Present the lines below as a Markdown table with the columns "Number" and "Line", numbering each row and omitting blank lines. Leave the pictures out of the table.

#####

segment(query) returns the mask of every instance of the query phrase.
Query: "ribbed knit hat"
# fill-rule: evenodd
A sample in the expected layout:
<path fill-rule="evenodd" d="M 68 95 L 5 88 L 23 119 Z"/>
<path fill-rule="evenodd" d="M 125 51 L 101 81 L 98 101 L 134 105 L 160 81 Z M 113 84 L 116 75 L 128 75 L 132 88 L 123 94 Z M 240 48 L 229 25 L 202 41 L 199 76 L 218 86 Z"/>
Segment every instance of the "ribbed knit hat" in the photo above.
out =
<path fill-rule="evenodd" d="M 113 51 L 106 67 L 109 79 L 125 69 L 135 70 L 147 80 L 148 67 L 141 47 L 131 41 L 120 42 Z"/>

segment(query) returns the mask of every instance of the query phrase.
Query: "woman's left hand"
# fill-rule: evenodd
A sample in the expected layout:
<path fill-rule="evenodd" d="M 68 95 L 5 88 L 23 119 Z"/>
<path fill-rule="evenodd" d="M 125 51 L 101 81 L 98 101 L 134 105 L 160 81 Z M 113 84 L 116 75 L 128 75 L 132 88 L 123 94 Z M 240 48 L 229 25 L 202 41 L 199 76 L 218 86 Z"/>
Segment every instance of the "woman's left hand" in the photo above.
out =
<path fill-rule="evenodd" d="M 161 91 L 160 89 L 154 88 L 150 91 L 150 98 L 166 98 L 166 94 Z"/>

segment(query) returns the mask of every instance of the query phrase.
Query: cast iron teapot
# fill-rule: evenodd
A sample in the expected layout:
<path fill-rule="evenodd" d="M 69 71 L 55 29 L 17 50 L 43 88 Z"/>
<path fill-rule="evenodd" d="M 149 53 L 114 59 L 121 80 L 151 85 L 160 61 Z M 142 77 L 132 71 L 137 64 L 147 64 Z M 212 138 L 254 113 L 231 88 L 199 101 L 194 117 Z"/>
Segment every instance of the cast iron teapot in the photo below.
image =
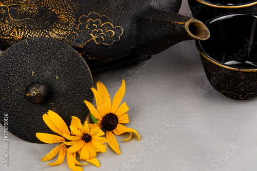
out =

#####

**Answer to this problem:**
| Number | Line |
|---|---|
| 1 | segment(query) returns the mask of every instance of the query phrase. |
| 2 | Query: "ribbed knit hat" |
| 3 | # fill-rule: evenodd |
| 4 | A sample in the expected layout: |
| 5 | <path fill-rule="evenodd" d="M 68 95 L 5 88 L 23 119 Z"/> |
| 6 | <path fill-rule="evenodd" d="M 125 51 L 101 81 L 98 101 L 134 105 L 160 81 Z M 113 84 L 116 75 L 128 75 L 132 88 L 123 94 Z M 240 48 L 229 25 L 202 41 L 199 76 L 218 86 Z"/> |
| 7 | Segment every instance of the "ribbed knit hat" in the photo above. |
| 8 | out = |
| 9 | <path fill-rule="evenodd" d="M 113 51 L 106 67 L 109 79 L 125 69 L 135 70 L 147 80 L 148 67 L 141 47 L 131 41 L 120 42 Z"/> |
| 10 | segment(query) returns the mask of every instance of the query phrase. |
| 11 | Query: "woman's left hand" |
| 12 | # fill-rule: evenodd |
| 13 | A sample in the expected layout: |
| 14 | <path fill-rule="evenodd" d="M 68 95 L 5 88 L 23 119 Z"/> |
| 15 | <path fill-rule="evenodd" d="M 125 51 L 101 81 L 98 101 L 134 105 L 160 81 Z M 113 84 L 116 75 L 128 75 L 132 88 L 123 94 Z M 240 48 L 229 25 L 202 41 L 199 76 L 218 86 Z"/> |
| 16 | Segment every instance of the "woman's left hand" in the photo above. |
| 17 | out = |
| 18 | <path fill-rule="evenodd" d="M 161 91 L 160 89 L 154 88 L 150 91 L 150 98 L 166 98 L 166 94 Z"/> |
| 19 | segment(query) returns the mask of every instance of the query phrase. |
| 20 | Query: cast iron teapot |
| 21 | # fill-rule: evenodd |
| 22 | A sample in the expected layout: |
| 23 | <path fill-rule="evenodd" d="M 69 71 L 55 29 L 17 50 L 43 88 Z"/> |
| 24 | <path fill-rule="evenodd" d="M 149 53 L 114 59 L 121 80 L 151 85 L 160 61 Z M 142 77 L 132 71 L 137 64 L 147 64 Z M 212 138 L 254 113 L 231 88 L 199 101 L 194 117 Z"/> |
| 25 | Segment every instance of the cast iron teapot in the photo below. |
| 26 | image = |
| 27 | out = |